WHAT TO PRODUCE: The response must consist of every record, restated word for word.

[Point localization data]

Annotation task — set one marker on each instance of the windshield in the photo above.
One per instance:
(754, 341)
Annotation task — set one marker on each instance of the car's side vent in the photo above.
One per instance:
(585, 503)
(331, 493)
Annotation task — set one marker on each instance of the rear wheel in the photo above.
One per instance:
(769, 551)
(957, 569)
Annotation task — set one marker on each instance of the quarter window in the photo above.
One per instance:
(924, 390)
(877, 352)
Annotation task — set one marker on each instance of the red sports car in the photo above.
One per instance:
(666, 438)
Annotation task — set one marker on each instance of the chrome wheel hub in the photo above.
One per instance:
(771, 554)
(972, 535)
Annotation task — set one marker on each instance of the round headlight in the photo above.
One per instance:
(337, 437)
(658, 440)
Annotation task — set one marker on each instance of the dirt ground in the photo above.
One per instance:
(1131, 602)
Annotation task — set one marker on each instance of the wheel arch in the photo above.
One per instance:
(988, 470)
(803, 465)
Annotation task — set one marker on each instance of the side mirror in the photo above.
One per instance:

YOUR RESPONSE:
Annotation task — set one marker on each instance of the windshield in the photo above.
One per instance:
(754, 341)
Annotation task — set one marker on each instance of the car's side vent in the photo above.
One per instance:
(585, 503)
(331, 493)
Annotation task — set one marker on each instance of the rear wheel in the photo above.
One per instance:
(769, 551)
(957, 569)
Annotation task — set one marker on each instance of the quarter window in the photo above.
One per instance:
(924, 390)
(877, 352)
Annotation task — set one marker on each instance of the red sports car in the photo above.
One per instance:
(666, 438)
Annotation task — set one marker on each instance of the chrome wheel hub in the photo above.
One per instance:
(771, 554)
(972, 535)
Annotation task — set one marker on each instance of the round headlight in the photo above.
One per instance:
(337, 437)
(658, 440)
Annotation task — set one marker on each instance of the dirt ground in the photo above.
One per instance:
(1131, 602)
Annotation task — set one marker on each instance of the wheel arch in the photo above.
One per instance:
(988, 470)
(803, 465)
Annotation task — set one marker on each instance of the side mirror in the photo above.
One per instance:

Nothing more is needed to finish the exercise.